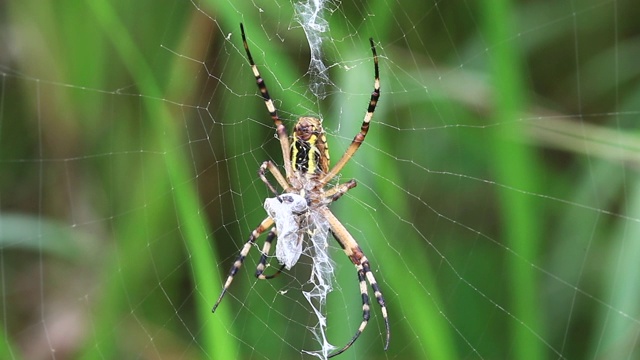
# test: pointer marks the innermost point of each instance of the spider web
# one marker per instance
(497, 201)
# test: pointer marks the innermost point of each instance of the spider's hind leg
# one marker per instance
(264, 225)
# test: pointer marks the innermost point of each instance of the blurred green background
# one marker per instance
(498, 195)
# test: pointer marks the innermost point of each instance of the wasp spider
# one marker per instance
(307, 173)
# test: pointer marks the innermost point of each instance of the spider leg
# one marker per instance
(337, 191)
(364, 129)
(265, 254)
(363, 268)
(268, 165)
(264, 225)
(280, 129)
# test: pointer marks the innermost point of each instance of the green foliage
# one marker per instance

» OBJECTIVE:
Output every line of the material above as a numbered list, skipping any blank lines and leaving out the picture.

» EXPECTED OUTPUT:
1. # test: pointer marks the innermost point of each instance of the spider web
2. # one marker per instance
3. (497, 201)
4. # test: pointer marks the innermost point of each instance of the spider's hind leg
5. # one marker per instance
6. (264, 225)
7. # test: pointer marks the innermost point of each instance of the blurred green background
8. # one marker per instance
9. (498, 195)
10. # test: pointer marks the innermost point of each instance of the wasp spider
11. # one marker per instance
12. (307, 173)
13. # test: pointer marks the innermost point of each instance of the spider leg
14. # one marker per instance
15. (337, 191)
16. (364, 129)
17. (265, 254)
18. (363, 268)
19. (268, 165)
20. (264, 225)
21. (280, 129)
22. # test: pointer marks the innermost point of each instance of the green foliage
23. # one marker per instance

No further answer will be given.